▸ **BRIEF**
Turn every line of the items below into one numbered list, leaving out any blank lines.

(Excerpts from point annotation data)
────────────────────────────────────────

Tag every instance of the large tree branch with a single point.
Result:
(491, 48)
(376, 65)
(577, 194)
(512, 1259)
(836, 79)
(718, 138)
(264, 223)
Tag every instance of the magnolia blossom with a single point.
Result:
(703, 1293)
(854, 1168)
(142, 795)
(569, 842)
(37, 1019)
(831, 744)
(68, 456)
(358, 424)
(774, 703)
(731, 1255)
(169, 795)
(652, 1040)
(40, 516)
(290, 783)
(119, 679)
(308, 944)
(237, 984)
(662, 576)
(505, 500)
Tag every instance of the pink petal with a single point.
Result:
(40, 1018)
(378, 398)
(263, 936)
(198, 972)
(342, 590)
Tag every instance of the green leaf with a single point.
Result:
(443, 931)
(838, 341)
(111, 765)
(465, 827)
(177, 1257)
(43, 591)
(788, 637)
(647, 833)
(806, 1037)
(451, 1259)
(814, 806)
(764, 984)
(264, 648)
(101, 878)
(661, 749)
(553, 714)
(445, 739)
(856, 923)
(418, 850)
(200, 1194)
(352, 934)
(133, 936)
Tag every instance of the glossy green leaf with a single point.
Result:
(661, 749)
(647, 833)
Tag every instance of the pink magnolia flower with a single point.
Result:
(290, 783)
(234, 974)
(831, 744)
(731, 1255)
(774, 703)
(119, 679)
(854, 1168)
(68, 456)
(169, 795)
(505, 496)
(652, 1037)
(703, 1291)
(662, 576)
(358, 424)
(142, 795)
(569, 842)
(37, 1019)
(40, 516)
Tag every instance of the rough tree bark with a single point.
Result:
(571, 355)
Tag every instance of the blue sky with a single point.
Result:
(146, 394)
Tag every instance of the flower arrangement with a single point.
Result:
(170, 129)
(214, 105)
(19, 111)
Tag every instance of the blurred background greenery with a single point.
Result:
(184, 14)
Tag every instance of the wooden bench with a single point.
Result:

────────────────────────────────────────

▸ **OUTPUT OF THE EXERCISE**
1. Tag every instance of the large tree branch with a single point.
2. Result:
3. (491, 48)
4. (376, 65)
5. (577, 194)
6. (512, 1259)
7. (836, 79)
8. (718, 138)
9. (264, 223)
10. Tag every instance of the magnolia blossom with a single point.
11. Result:
12. (703, 1293)
13. (854, 1168)
14. (142, 795)
15. (569, 842)
16. (37, 1019)
17. (831, 744)
18. (68, 456)
19. (358, 424)
20. (774, 703)
21. (731, 1255)
22. (169, 795)
23. (652, 1040)
24. (40, 516)
25. (290, 783)
26. (119, 679)
27. (308, 944)
28. (237, 984)
29. (662, 576)
30. (505, 500)
31. Tag every instance of the pink petal with a single point.
32. Result:
33. (40, 1018)
34. (378, 398)
35. (263, 936)
36. (198, 972)
37. (342, 590)
38. Tag every instance of the green leaf with a single point.
39. Result:
40. (443, 931)
41. (838, 341)
42. (111, 765)
43. (465, 827)
44. (177, 1257)
45. (43, 591)
46. (788, 637)
47. (647, 833)
48. (806, 1037)
49. (451, 1259)
50. (814, 806)
51. (764, 984)
52. (264, 648)
53. (101, 878)
54. (661, 749)
55. (553, 714)
56. (445, 739)
57. (856, 923)
58. (418, 850)
59. (200, 1194)
60. (352, 934)
61. (133, 936)
62. Tag every instance of the glossy green leaf with a single point.
63. Result:
64. (661, 749)
65. (647, 833)
66. Tag every instance of the pink magnolia flower with a single point.
67. Result:
68. (290, 783)
69. (234, 974)
70. (831, 744)
71. (731, 1255)
72. (774, 703)
73. (119, 679)
74. (854, 1168)
75. (68, 456)
76. (169, 795)
77. (505, 496)
78. (652, 1037)
79. (703, 1291)
80. (662, 576)
81. (358, 424)
82. (142, 795)
83. (569, 842)
84. (37, 1019)
85. (40, 516)
86. Tag every instance of the rough tree bark with a single point.
87. Result:
88. (571, 355)
89. Tag every instance of the blue sky with a single point.
90. Result:
91. (146, 394)
92. Tag every instance of the flower arrangement with a single point.
93. Result:
94. (170, 129)
95. (214, 105)
96. (19, 111)
97. Tag every instance of the blurred background greenery with a single point.
98. Result:
99. (184, 14)
100. Tag every instance of the wooden bench with a single point.
101. Result:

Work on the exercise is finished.